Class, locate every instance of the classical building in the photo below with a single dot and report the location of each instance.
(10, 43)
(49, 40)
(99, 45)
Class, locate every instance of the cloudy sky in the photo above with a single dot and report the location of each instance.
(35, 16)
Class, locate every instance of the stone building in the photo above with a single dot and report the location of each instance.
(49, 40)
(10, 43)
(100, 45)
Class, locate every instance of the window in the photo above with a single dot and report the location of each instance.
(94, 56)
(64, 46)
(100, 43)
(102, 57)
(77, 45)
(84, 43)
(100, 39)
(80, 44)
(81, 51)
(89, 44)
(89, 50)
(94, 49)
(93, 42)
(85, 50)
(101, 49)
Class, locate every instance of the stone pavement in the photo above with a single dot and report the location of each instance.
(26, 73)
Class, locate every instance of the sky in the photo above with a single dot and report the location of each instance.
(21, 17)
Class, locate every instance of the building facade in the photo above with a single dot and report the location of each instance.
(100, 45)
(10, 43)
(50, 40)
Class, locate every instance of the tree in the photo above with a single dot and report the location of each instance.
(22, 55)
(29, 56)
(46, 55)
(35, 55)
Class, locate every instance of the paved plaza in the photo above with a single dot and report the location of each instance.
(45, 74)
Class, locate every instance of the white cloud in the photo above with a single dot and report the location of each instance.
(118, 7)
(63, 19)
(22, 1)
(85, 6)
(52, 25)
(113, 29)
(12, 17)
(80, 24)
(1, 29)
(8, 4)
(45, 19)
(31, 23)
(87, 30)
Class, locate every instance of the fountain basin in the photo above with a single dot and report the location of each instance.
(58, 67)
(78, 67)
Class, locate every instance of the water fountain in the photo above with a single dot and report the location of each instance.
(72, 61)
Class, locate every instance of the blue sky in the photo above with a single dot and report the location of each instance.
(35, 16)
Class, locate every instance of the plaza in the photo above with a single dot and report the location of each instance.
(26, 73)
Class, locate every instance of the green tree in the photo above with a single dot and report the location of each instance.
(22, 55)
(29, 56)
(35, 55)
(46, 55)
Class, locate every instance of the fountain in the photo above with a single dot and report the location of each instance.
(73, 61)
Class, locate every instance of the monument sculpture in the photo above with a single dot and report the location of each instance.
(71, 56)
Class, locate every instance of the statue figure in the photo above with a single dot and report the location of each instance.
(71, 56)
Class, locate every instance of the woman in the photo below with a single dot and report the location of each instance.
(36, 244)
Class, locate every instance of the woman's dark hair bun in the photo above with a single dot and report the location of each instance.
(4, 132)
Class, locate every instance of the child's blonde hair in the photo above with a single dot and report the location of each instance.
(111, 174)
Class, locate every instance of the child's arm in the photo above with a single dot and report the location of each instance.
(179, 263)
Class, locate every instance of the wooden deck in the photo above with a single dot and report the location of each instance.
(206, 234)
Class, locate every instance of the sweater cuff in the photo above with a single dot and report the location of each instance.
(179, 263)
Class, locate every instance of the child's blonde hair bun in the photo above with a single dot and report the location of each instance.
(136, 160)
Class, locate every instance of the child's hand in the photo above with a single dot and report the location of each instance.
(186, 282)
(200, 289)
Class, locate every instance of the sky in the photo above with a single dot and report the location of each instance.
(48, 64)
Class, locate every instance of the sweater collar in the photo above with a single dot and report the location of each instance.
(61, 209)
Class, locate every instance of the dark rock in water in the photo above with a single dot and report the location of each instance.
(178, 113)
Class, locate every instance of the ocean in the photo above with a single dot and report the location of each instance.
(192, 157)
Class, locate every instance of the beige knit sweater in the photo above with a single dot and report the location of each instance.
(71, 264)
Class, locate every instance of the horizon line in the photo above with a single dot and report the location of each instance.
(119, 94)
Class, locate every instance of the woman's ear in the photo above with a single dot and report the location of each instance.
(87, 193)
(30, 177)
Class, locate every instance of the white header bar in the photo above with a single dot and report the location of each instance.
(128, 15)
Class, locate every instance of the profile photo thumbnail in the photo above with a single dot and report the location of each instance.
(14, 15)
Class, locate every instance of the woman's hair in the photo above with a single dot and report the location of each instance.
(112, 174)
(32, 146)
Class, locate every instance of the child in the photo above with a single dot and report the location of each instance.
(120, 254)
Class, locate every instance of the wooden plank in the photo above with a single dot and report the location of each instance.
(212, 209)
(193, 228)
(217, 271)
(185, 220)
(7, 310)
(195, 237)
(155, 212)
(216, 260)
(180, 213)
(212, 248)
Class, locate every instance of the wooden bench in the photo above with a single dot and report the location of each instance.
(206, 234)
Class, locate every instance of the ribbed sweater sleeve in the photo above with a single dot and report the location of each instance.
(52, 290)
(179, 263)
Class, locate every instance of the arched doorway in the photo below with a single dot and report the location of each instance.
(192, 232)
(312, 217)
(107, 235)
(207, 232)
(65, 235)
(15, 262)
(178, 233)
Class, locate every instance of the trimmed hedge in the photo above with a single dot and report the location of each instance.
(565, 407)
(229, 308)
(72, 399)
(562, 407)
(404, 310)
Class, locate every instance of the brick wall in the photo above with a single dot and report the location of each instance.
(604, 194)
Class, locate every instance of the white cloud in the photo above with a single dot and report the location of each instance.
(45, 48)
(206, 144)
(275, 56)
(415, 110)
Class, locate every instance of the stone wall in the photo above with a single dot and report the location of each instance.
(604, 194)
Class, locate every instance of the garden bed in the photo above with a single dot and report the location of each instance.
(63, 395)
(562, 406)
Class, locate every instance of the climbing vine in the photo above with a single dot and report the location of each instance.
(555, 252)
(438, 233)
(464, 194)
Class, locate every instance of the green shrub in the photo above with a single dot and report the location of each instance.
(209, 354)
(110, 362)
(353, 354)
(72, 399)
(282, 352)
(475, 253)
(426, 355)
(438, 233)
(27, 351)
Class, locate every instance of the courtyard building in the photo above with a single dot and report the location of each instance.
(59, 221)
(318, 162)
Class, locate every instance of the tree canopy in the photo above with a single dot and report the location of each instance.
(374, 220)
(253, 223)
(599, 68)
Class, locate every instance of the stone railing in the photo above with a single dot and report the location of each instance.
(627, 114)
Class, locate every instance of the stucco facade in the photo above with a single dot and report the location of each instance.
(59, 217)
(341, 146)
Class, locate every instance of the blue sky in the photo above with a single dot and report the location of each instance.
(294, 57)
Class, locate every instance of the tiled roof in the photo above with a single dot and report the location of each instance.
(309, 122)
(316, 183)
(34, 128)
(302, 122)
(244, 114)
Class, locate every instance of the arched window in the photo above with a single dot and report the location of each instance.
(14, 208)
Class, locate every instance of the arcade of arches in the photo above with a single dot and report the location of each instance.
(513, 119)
* * *
Activity => Generate an exact reproduction of all entries.

Response below =>
Class, locate every instance of the classical building in the photo below with a single dot and report the location of each instance.
(10, 43)
(49, 40)
(99, 45)
Class, locate every instance of the cloudy sky in the photo above with a single dot and report the location of each instance.
(35, 16)
Class, locate every instance of the stone building in the photo above with a single dot and report the location of each instance.
(49, 40)
(10, 43)
(100, 45)
Class, locate every instance of the window in the photo above with a single dot and report the location of each instance.
(94, 56)
(64, 46)
(100, 43)
(102, 57)
(77, 45)
(84, 43)
(100, 39)
(80, 44)
(81, 51)
(89, 44)
(89, 50)
(94, 49)
(93, 42)
(85, 50)
(101, 49)
Class, locate every instance of the stone pavement in the photo above with a single dot and report the location of each instance.
(26, 73)
Class, locate every instance of the sky in the photo above with a single dot and report the location of each instance.
(21, 17)
Class, locate every instance of the building facade in the photo above with a single dot and report the location of each instance.
(100, 45)
(10, 43)
(50, 40)
Class, locate every instance of the tree in the photo above with a single dot and report the location of each instance.
(22, 55)
(29, 56)
(46, 55)
(35, 55)
Class, locate every instance of the paved plaza in the photo above with a single dot and report the location of each instance.
(45, 74)
Class, locate every instance of the white cloud in the photo above with a single dot and report the location of each instance.
(118, 7)
(63, 19)
(22, 1)
(85, 6)
(52, 25)
(113, 29)
(12, 17)
(80, 24)
(1, 29)
(8, 4)
(45, 19)
(31, 23)
(87, 30)
Class, locate every instance of the fountain basin in the photo above with a single dot and report the location of each instance.
(58, 67)
(78, 67)
Class, locate every instance of the water fountain in the photo above with a single dot and report the location of each instance.
(72, 61)
Class, locate every instance of the blue sky in the photo above with a single dot and report the location of each instance.
(35, 16)
Class, locate every instance of the plaza in the photo above with a single dot and report the location of each instance.
(26, 73)
Class, locate every instance of the green tree in the photo above with a single dot and report the location of each instance.
(22, 55)
(29, 56)
(35, 55)
(46, 55)
Class, locate every instance of the fountain in the photo above with a single dot and report the location of each instance.
(73, 61)
Class, locate every instance of the monument sculpture in the photo above with a single dot and report the location of each instance.
(71, 56)
Class, locate every instance of the statue figure in the photo above with a single dot and report the location of each instance.
(71, 56)
Class, locate every instance of the woman in the photo below with a single dot and report the location of each instance.
(36, 244)
Class, locate every instance of the woman's dark hair bun in the photo above with a single dot and report the location of each instance.
(4, 132)
Class, locate every instance of the child's blonde hair in the photo above with a single dot and report the location of each instance.
(111, 174)
Class, locate every instance of the child's arm in the photo above with a single dot and report the location of each instance.
(179, 263)
Class, locate every instance of the wooden deck in the photo above with a single dot and report the location of each instance.
(206, 234)
Class, locate every instance of the sweater cuff in the photo above with a single dot and report the location of each instance.
(179, 263)
Class, locate every instance of the child's blonde hair bun in the photo above with a single dot and report the location of each instance.
(136, 160)
Class, locate every instance of the child's hand in the photo above with a single dot and report the location of each instance.
(186, 282)
(200, 289)
Class, locate every instance of the sky in the photo above with a single dot and report the location of each instance.
(48, 64)
Class, locate every instance of the sweater collar in the photo above with a single dot and report the location of each instance.
(61, 209)
Class, locate every instance of the dark rock in water in the photo above with a single dot and report the location of each instance.
(178, 113)
Class, locate every instance of the ocean in the photo above with a single dot and report the location of each instance.
(192, 157)
Class, locate every instance of the beige knit sweater in the photo above with a single dot and report the location of each instance.
(71, 264)
Class, locate every instance of the horizon line in the photo above with a single dot and report the location of each instance.
(119, 94)
Class, locate every instance of the woman's ear in the photo above with a single dot and report the location of each instance.
(87, 193)
(30, 177)
Class, locate every instance of the white header bar in the photo above with a single dot and report the location of each instance.
(128, 15)
Class, locate every instance of the profile photo thumbnail in the photo above with a single dot and report the location of each instance.
(14, 15)
Class, locate every instance of the woman's hair in the photo above with a single dot and report the location of each instance.
(112, 174)
(32, 146)
Class, locate every instance of the child in the photo above with a single dot and report the location of each instance.
(120, 254)
Class, locate every instance of the wooden plank in the photo above with a single dot and report the location of each instance.
(212, 209)
(193, 228)
(217, 271)
(185, 220)
(7, 310)
(195, 237)
(155, 212)
(216, 260)
(180, 213)
(212, 248)
Class, locate every instance of the wooden bench in the photo above with a single dot and report the location of each instance.
(206, 234)
Class, locate every instance of the ribbed sweater sleeve in the photo above with a single dot and report the location of each instance.
(52, 290)
(179, 263)
Class, locate every instance of the arched doorway in the photo below with a single dot and report the location of each instance.
(192, 232)
(312, 217)
(107, 235)
(207, 232)
(65, 235)
(15, 262)
(178, 233)
Class, locate every instance of the trimmed hedge in the photo above with a single dot and report the location of each instance.
(565, 407)
(229, 308)
(72, 399)
(562, 407)
(404, 310)
Class, locate every instance of the brick wall in the photo above with a single dot and report the location of each instance.
(604, 194)
Class, locate every instance of the white cloud in the photo above with a single dot and report the location of each instance.
(45, 48)
(206, 144)
(275, 56)
(415, 110)
Class, locate every instance of the stone wall in the photo above with a single dot and report the location of each instance.
(604, 194)
Class, locate every instance of the garden bed in the photo above with a single dot and report the location of each instance.
(63, 395)
(562, 406)
Class, locate every instance of the climbing vine in the photo above with a single dot and report the location of each instance.
(555, 252)
(438, 233)
(464, 194)
Class, locate every instance of the green shrub in the photo above with a single dot and report the location of each instance.
(209, 354)
(110, 362)
(353, 354)
(72, 399)
(282, 352)
(475, 253)
(426, 355)
(438, 233)
(27, 351)
Class, locate every instance of the courtyard building in the photo above with a single dot and report the location of each instance.
(59, 221)
(318, 162)
Class, locate every instance of the tree canopy in the photo above with a single dot and report the location of each instance.
(374, 220)
(253, 223)
(599, 68)
Class, locate every instance of the stone railing in the photo above with a single dot and report the location of each instance.
(627, 114)
Class, locate every instance of the stucco facade in the photo above with a single dot and report the location of each instance.
(59, 217)
(341, 146)
Class, locate every instance of the blue sky in the photo above with a single dot and report the location of each instance.
(294, 57)
Class, locate every instance of the tiled roof in the photo above with a single dot and report the location of each instance.
(309, 122)
(316, 183)
(34, 128)
(302, 122)
(244, 114)
Class, locate every instance of the arched window in the photo above with a single dot and report the location of each instance.
(14, 208)
Class, locate every instance of the arcade of arches in the photo above with a single dot and report the location of each instance.
(513, 119)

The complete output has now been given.